PASSAGE:
::::

My south is the South Bronx, where Southern cooking was not on the menu. Peas were fresh, green, round and came in bright, green pods. When I got sophisticated–that is, when I ventured south–I learned of black-eyed peas and greens. I also learned of moo shu pork and lamb vindaloo and other culinary delights down south on the isle of Manhattan. Years later, having read about the food of the American South, I arrived in North Carolina eager for more non-green peas, greens, cornbread and pork barbecue. I was just in time to watch Southern cooking, and more particularly Southern ingredients, go swirling away in an accelerating downward spiral. Regional foods were being drained away by the centralized production of modern factory farming and the demise of farming. These days collards at the supermarket originate, likely as not, in California, that bastion of Southern culture. And pork has become a pale, fat-deficient, imitation of the real thing.
And a previous plethora of pea progeny has been decimated, if not centimated or millimated. The supermarkets will have fresh black-eyed peas (from California again, like as not), but Southern peas generally, as with the vast majority of our food heritage in the USA, you have to buy at a farmers’ market or grow them yourself. What peas am I talking about? Southern peas, aka cowpeas. Non-southerners would call them beans; botanists call them Vigna unguiculata.
Cowpeas have been in the New World since colonial times, brought over from Africa. They were cultivated in Jamaica by about 1675, Florida by 1700 and North Carolina by 1715. The genetic origins lie in the Niger River basin of West Africa and they were cultivated in Egypt by 2500 BCE. Cowpeas are one of the most ancient crops, used as fodder, cover crop, green vegetable and legume. They are still widely grown in Africa (some seed catalogs have a recent cowpea import from Botswana), where their wild relatives still thrive and hybridization is common between the cultivated and the wild. In fact, over two-thirds of the world crop is grown in Africa, mostly in Nigeria. The various hybrids are adapted to a wide range of harsh climates, including near-desert. (Cowpeas are widespread in India and some sources have their origin in India, with a later, prehistoric spread to Africa. I won’t adjudicate this dispute.)
There are hundreds of varieties, sometimes sorted into four main groups: field peas, crowder peas, cream peas and black-eyed peas. These are distinguished from each other in somewhat arbitrary, probably accidental phenotypical, ways.

::::

GIVEN DATA:
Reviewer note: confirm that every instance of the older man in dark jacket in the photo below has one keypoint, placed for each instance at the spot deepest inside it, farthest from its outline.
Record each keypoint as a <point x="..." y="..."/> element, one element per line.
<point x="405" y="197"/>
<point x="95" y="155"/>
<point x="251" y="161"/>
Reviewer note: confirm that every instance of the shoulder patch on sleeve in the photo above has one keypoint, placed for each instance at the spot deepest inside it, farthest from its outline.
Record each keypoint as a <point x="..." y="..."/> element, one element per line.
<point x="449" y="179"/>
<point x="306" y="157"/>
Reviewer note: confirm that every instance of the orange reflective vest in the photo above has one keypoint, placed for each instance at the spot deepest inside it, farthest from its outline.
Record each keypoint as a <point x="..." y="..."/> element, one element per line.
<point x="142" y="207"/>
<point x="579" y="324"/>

::::

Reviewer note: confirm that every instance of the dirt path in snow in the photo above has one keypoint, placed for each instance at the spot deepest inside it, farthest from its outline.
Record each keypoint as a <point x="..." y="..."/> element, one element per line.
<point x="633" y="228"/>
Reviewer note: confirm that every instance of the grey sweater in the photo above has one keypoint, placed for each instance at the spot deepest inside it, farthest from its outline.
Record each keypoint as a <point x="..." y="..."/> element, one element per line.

::::

PROBLEM SET:
A. According to the cowpea passage, where is over two-thirds of the world crop grown?
B. For each statement, say whether it agrees with the cowpea passage, and quote the words that decide it: (i) Cowpeas were being cultivated in Florida by 1700. (ii) Botanists call cowpeas Vigna radiata. (iii) Cowpeas were brought to the New World from India.
The rows have nothing to do with the cowpea passage.

ANSWERS TO THE EXERCISES:
A. In Africa, mostly in Nigeria.

B.
(i) Yes: "Florida by 1700"
(ii) No: "botanists call them Vigna unguiculata"
(iii) No: "brought over from Africa"